[EXERCISE DIRECTIONS]: Nothing but the records, repeated word for word and free of pictures, belongs in the answer.

[Dataset entries]
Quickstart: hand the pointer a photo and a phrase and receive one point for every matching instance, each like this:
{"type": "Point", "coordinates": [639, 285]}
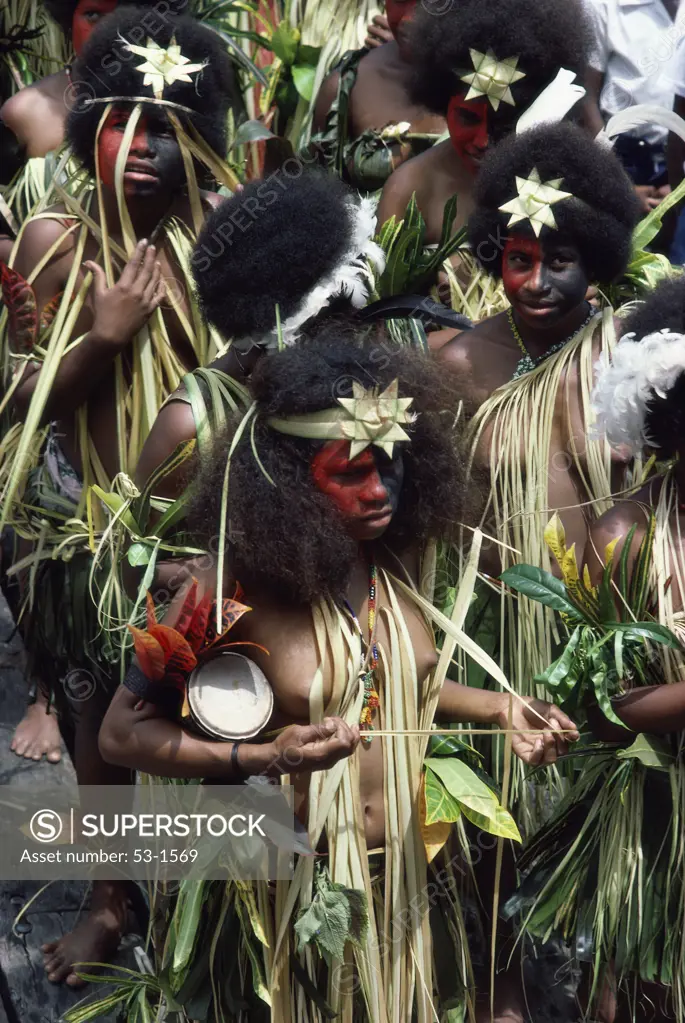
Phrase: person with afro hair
{"type": "Point", "coordinates": [105, 349]}
{"type": "Point", "coordinates": [319, 234]}
{"type": "Point", "coordinates": [554, 211]}
{"type": "Point", "coordinates": [639, 402]}
{"type": "Point", "coordinates": [482, 65]}
{"type": "Point", "coordinates": [318, 535]}
{"type": "Point", "coordinates": [365, 93]}
{"type": "Point", "coordinates": [37, 115]}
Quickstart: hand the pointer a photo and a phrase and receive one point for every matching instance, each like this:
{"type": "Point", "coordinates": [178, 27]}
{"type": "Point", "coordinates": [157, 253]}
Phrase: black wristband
{"type": "Point", "coordinates": [236, 769]}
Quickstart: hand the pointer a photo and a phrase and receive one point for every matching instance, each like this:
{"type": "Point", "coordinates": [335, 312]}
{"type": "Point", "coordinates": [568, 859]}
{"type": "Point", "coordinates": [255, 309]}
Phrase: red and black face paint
{"type": "Point", "coordinates": [544, 277]}
{"type": "Point", "coordinates": [467, 124]}
{"type": "Point", "coordinates": [86, 16]}
{"type": "Point", "coordinates": [365, 490]}
{"type": "Point", "coordinates": [154, 163]}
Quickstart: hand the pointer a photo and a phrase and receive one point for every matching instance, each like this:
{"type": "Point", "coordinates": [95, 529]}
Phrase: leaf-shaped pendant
{"type": "Point", "coordinates": [19, 299]}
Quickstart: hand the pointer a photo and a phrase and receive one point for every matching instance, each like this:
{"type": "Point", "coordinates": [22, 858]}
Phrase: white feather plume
{"type": "Point", "coordinates": [353, 276]}
{"type": "Point", "coordinates": [639, 370]}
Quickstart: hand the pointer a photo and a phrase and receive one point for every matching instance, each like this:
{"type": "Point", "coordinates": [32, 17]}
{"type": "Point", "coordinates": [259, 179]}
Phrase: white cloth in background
{"type": "Point", "coordinates": [635, 44]}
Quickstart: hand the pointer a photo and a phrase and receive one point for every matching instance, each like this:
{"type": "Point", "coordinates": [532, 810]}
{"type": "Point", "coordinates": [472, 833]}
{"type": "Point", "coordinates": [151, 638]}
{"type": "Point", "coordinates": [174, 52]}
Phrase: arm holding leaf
{"type": "Point", "coordinates": [653, 709]}
{"type": "Point", "coordinates": [463, 703]}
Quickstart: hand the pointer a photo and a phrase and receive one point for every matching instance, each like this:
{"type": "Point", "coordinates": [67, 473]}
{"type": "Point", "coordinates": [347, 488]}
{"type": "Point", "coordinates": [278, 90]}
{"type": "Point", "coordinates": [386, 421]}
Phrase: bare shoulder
{"type": "Point", "coordinates": [36, 115]}
{"type": "Point", "coordinates": [324, 100]}
{"type": "Point", "coordinates": [411, 176]}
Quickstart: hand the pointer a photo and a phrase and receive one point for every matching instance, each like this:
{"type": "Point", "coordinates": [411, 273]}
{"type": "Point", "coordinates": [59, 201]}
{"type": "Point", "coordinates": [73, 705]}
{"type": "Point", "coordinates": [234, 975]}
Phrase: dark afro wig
{"type": "Point", "coordinates": [663, 310]}
{"type": "Point", "coordinates": [269, 245]}
{"type": "Point", "coordinates": [545, 35]}
{"type": "Point", "coordinates": [62, 10]}
{"type": "Point", "coordinates": [106, 68]}
{"type": "Point", "coordinates": [287, 541]}
{"type": "Point", "coordinates": [599, 219]}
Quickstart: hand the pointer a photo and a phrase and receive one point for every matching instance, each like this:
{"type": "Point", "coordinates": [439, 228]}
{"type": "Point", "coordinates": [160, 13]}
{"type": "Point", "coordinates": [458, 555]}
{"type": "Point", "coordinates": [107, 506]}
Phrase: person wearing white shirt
{"type": "Point", "coordinates": [630, 63]}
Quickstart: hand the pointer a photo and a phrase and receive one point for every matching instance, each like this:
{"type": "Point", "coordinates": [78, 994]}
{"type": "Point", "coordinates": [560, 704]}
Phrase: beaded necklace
{"type": "Point", "coordinates": [528, 363]}
{"type": "Point", "coordinates": [368, 673]}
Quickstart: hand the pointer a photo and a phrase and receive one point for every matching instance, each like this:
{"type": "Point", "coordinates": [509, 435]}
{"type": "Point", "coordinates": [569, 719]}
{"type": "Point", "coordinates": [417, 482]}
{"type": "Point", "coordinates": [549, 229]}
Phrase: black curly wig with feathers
{"type": "Point", "coordinates": [106, 68]}
{"type": "Point", "coordinates": [663, 310]}
{"type": "Point", "coordinates": [287, 541]}
{"type": "Point", "coordinates": [61, 11]}
{"type": "Point", "coordinates": [270, 243]}
{"type": "Point", "coordinates": [599, 219]}
{"type": "Point", "coordinates": [545, 35]}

[TASK RESULT]:
Quickstart: hand the pointer a photo and a phrase and receive one point for every matching instance, each like this:
{"type": "Point", "coordinates": [639, 285]}
Phrase: person with afro hair
{"type": "Point", "coordinates": [105, 349]}
{"type": "Point", "coordinates": [319, 234]}
{"type": "Point", "coordinates": [554, 211]}
{"type": "Point", "coordinates": [639, 402]}
{"type": "Point", "coordinates": [482, 65]}
{"type": "Point", "coordinates": [318, 535]}
{"type": "Point", "coordinates": [365, 93]}
{"type": "Point", "coordinates": [37, 115]}
Quickstart: hand the pointer a photo and a phrase and receive one point for every matching instance, each like this:
{"type": "Point", "coordinates": [178, 27]}
{"type": "Point", "coordinates": [157, 253]}
Phrase: black wristband
{"type": "Point", "coordinates": [236, 769]}
Quickstart: hand the pointer a photo and a phrase and receive one point for every matching instance, each like this:
{"type": "Point", "coordinates": [335, 312]}
{"type": "Point", "coordinates": [568, 859]}
{"type": "Point", "coordinates": [255, 309]}
Phrase: red and black face paint
{"type": "Point", "coordinates": [544, 277]}
{"type": "Point", "coordinates": [467, 124]}
{"type": "Point", "coordinates": [86, 16]}
{"type": "Point", "coordinates": [365, 490]}
{"type": "Point", "coordinates": [154, 163]}
Quickstart: hand the pointer a photo and a phrase and receive one point for every matching instance, each like this:
{"type": "Point", "coordinates": [95, 529]}
Phrase: leaf-shaped pendant
{"type": "Point", "coordinates": [19, 299]}
Quickstart: hand the pointer a photo and a phrase and receive one point for every matching instance, each like this:
{"type": "Point", "coordinates": [22, 858]}
Phrase: white feather plume
{"type": "Point", "coordinates": [353, 276]}
{"type": "Point", "coordinates": [639, 370]}
Quickstart: hand the pointer a photo and a phrase and receive one point for every matching instance, each like this:
{"type": "Point", "coordinates": [32, 17]}
{"type": "Point", "coordinates": [259, 179]}
Phrase: white cloth in background
{"type": "Point", "coordinates": [635, 44]}
Quickstart: hand the pointer a photo and a phrase and receive one point for every matching instance, each like this:
{"type": "Point", "coordinates": [532, 810]}
{"type": "Point", "coordinates": [472, 833]}
{"type": "Point", "coordinates": [151, 638]}
{"type": "Point", "coordinates": [174, 52]}
Phrase: arm holding leaf
{"type": "Point", "coordinates": [653, 709]}
{"type": "Point", "coordinates": [463, 703]}
Quickstart: hand the pointer a photo and a phrase and receive one point for every matching instance, each like this:
{"type": "Point", "coordinates": [67, 473]}
{"type": "Point", "coordinates": [347, 488]}
{"type": "Point", "coordinates": [278, 90]}
{"type": "Point", "coordinates": [386, 421]}
Phrase: bare shoulder
{"type": "Point", "coordinates": [36, 115]}
{"type": "Point", "coordinates": [324, 100]}
{"type": "Point", "coordinates": [411, 176]}
Quickstart: hand the pointer a photo and a phrase and receive one point for every matching instance, each like this:
{"type": "Point", "coordinates": [411, 273]}
{"type": "Point", "coordinates": [59, 201]}
{"type": "Point", "coordinates": [73, 705]}
{"type": "Point", "coordinates": [234, 975]}
Phrase: dark afro wig
{"type": "Point", "coordinates": [663, 310]}
{"type": "Point", "coordinates": [269, 245]}
{"type": "Point", "coordinates": [545, 35]}
{"type": "Point", "coordinates": [62, 10]}
{"type": "Point", "coordinates": [106, 68]}
{"type": "Point", "coordinates": [287, 541]}
{"type": "Point", "coordinates": [599, 219]}
Quickstart: hand the pointer a photo and a phrase and receive one point for every matching instance, each like this:
{"type": "Point", "coordinates": [439, 228]}
{"type": "Point", "coordinates": [160, 13]}
{"type": "Point", "coordinates": [458, 555]}
{"type": "Point", "coordinates": [107, 506]}
Phrase: person wearing white shirt
{"type": "Point", "coordinates": [630, 63]}
Quickstart: hand the pointer a photo and a phrase and receive one point for every matching instance, each like this:
{"type": "Point", "coordinates": [78, 994]}
{"type": "Point", "coordinates": [560, 704]}
Phrase: beaded necklace
{"type": "Point", "coordinates": [528, 363]}
{"type": "Point", "coordinates": [368, 673]}
Quickstart: hand the pointer a photo and a phrase and receive one point for every matching instance, each like this:
{"type": "Point", "coordinates": [509, 435]}
{"type": "Point", "coordinates": [569, 719]}
{"type": "Point", "coordinates": [417, 482]}
{"type": "Point", "coordinates": [549, 229]}
Phrase: black curly wig with feathers
{"type": "Point", "coordinates": [106, 68]}
{"type": "Point", "coordinates": [663, 310]}
{"type": "Point", "coordinates": [287, 541]}
{"type": "Point", "coordinates": [61, 11]}
{"type": "Point", "coordinates": [270, 243]}
{"type": "Point", "coordinates": [599, 219]}
{"type": "Point", "coordinates": [545, 35]}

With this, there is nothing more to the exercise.